In the listing, find every line that has the string "blossoms" and copy it.

---------- Input data ----------

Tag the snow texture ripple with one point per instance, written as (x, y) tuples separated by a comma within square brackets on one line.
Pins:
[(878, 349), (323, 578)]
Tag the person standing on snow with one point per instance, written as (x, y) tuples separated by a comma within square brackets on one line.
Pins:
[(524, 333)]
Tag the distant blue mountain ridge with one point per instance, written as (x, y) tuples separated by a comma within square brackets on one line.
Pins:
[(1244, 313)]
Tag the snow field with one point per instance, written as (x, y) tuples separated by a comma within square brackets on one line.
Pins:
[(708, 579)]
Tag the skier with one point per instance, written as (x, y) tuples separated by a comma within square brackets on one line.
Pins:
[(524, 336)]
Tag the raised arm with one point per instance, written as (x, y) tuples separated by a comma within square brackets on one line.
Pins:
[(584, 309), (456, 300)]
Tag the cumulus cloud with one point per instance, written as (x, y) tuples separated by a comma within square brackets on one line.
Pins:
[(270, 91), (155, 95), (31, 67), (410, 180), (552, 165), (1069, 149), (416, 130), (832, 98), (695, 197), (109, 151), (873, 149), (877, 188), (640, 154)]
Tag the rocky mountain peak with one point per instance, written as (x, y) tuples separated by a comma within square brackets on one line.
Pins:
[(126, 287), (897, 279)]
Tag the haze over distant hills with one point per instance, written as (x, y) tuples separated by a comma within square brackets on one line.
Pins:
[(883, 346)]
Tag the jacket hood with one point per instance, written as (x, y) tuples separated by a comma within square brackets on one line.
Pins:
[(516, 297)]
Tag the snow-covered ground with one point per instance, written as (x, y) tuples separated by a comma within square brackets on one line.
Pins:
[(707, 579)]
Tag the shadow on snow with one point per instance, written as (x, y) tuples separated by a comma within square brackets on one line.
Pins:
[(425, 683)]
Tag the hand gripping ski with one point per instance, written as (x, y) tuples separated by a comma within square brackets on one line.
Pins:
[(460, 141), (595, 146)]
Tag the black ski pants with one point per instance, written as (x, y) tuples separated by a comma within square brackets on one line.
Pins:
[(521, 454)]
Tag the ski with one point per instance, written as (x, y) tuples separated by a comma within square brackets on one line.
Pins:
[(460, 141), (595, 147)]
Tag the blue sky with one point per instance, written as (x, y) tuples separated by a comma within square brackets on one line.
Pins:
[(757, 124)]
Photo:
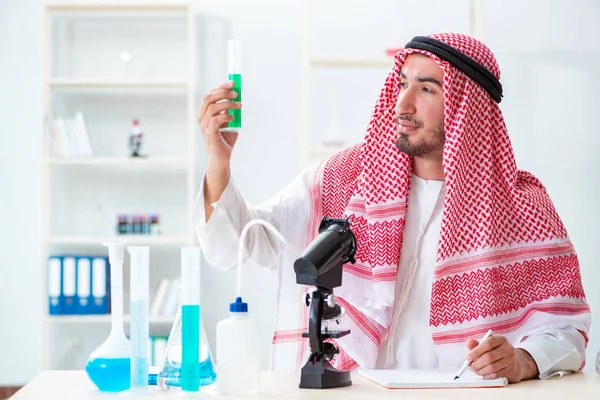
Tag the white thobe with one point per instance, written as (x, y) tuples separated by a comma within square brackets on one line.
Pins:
[(409, 343)]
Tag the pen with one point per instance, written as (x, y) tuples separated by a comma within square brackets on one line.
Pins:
[(468, 364)]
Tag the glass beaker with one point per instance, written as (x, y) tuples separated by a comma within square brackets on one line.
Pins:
[(179, 361), (170, 375), (109, 365)]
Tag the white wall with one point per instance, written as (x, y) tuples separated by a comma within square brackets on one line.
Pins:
[(549, 105), (20, 147)]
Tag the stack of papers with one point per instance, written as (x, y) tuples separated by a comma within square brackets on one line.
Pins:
[(428, 379)]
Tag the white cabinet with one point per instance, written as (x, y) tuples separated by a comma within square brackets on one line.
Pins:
[(116, 63)]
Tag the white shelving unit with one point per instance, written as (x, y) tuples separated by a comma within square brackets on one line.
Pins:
[(67, 27)]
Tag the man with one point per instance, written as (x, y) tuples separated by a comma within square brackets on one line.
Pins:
[(453, 239)]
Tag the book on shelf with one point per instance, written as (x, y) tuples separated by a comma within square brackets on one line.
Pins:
[(80, 285), (68, 136)]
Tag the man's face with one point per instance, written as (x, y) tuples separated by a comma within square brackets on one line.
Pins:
[(420, 108)]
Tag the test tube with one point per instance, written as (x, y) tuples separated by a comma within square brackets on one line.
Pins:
[(190, 318), (139, 276), (234, 66), (115, 258)]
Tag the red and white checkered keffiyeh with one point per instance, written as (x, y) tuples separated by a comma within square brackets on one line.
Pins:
[(504, 260)]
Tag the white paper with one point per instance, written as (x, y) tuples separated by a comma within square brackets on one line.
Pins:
[(427, 378)]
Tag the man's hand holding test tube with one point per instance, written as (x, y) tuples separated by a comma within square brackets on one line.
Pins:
[(220, 119)]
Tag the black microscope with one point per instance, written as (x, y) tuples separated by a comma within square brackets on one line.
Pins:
[(320, 265)]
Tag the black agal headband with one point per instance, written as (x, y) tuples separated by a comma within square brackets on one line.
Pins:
[(466, 64)]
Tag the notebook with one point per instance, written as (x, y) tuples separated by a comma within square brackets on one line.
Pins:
[(428, 379)]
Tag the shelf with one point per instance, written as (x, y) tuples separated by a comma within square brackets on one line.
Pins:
[(117, 7), (128, 239), (381, 62), (177, 162), (100, 83), (105, 318)]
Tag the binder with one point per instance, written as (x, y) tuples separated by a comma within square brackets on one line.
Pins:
[(84, 285), (55, 285), (100, 296), (69, 276)]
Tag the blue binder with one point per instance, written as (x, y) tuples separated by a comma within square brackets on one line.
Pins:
[(84, 285), (100, 286), (55, 285), (69, 286)]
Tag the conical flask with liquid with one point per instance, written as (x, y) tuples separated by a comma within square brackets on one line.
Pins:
[(188, 362), (109, 365)]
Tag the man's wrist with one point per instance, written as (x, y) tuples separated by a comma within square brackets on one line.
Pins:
[(529, 367)]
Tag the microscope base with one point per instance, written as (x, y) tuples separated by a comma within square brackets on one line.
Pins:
[(322, 375)]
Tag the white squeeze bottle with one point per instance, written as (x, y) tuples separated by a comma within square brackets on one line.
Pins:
[(238, 362), (238, 357)]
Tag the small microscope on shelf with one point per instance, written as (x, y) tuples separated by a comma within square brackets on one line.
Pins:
[(321, 265)]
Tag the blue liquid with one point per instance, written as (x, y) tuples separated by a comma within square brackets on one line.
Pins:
[(171, 374), (109, 374), (190, 347), (139, 344)]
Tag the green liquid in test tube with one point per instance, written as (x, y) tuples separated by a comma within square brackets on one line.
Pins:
[(234, 51)]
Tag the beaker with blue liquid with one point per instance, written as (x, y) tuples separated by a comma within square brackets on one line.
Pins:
[(108, 367), (188, 364)]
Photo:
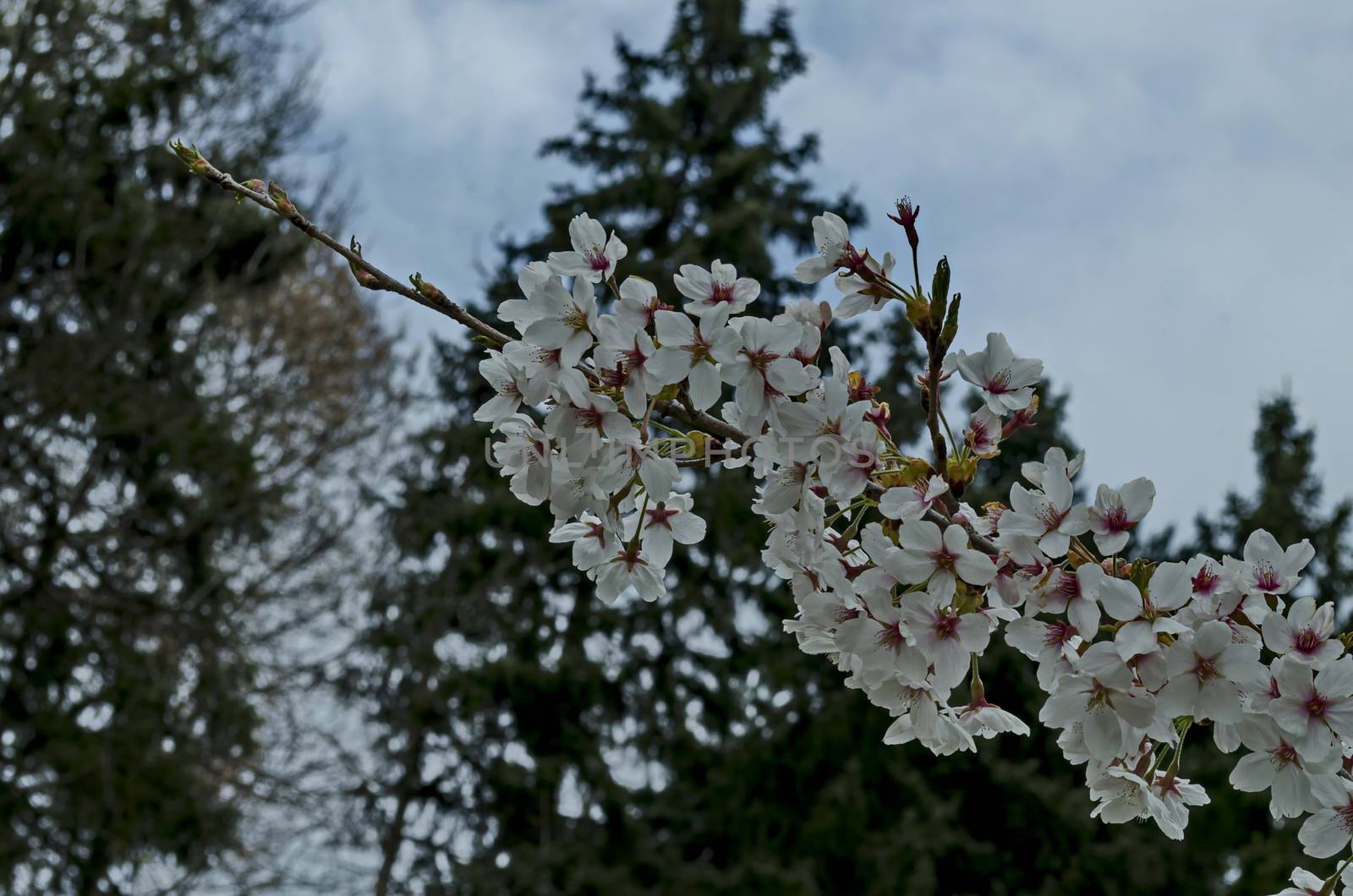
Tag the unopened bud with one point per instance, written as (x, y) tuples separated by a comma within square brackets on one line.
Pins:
[(279, 198), (960, 474), (696, 444), (362, 275), (907, 216), (426, 290), (191, 157), (939, 294), (950, 331)]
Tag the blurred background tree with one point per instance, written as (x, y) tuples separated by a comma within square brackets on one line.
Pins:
[(187, 396)]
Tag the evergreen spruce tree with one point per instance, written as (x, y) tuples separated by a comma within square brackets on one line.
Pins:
[(534, 740), (179, 387), (1287, 502)]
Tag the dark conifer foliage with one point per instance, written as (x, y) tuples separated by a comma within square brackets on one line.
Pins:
[(178, 385)]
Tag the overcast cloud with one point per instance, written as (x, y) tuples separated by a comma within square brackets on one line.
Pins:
[(1152, 198)]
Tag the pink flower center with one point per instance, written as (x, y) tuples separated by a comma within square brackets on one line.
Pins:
[(662, 516), (597, 260), (1317, 704), (1059, 634), (721, 292), (1068, 587), (1116, 520), (629, 556), (1050, 516), (1285, 754), (892, 636), (1206, 669), (1307, 642), (946, 627), (1000, 382), (1265, 576), (845, 614), (1206, 580)]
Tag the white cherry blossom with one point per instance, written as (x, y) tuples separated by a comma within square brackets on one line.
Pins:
[(1005, 382), (720, 287), (594, 256)]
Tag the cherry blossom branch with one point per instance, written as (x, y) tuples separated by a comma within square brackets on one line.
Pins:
[(275, 199)]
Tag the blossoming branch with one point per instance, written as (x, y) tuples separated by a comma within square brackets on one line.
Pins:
[(613, 383)]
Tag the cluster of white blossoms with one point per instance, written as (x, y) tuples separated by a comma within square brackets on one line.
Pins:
[(897, 581)]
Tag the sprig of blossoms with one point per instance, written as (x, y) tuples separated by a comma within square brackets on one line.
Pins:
[(897, 582)]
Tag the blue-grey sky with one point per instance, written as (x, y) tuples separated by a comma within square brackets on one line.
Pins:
[(1153, 196)]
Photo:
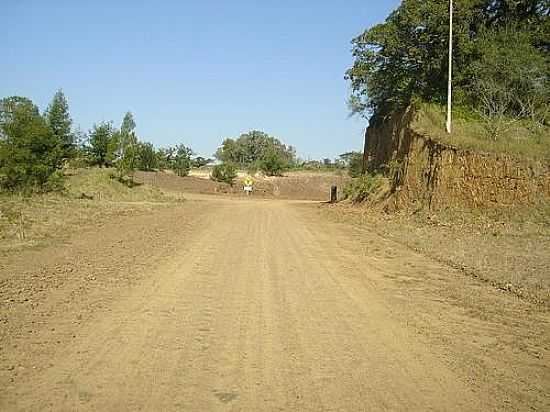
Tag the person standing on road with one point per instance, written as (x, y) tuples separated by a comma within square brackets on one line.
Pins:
[(248, 185)]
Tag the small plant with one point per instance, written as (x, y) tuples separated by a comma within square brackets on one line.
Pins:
[(225, 172), (272, 163), (364, 187)]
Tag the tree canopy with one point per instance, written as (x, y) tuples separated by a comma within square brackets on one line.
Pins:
[(406, 56), (257, 149)]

----------

**Task output**:
Tag the cluster of white blossoms with one point per instance, written as (x, y) tuples separated by a comma within square brackets on one line.
Tag the sprig of blossoms with one point per instance, written as (x, y) tuples separated by a comma within square brackets on one line.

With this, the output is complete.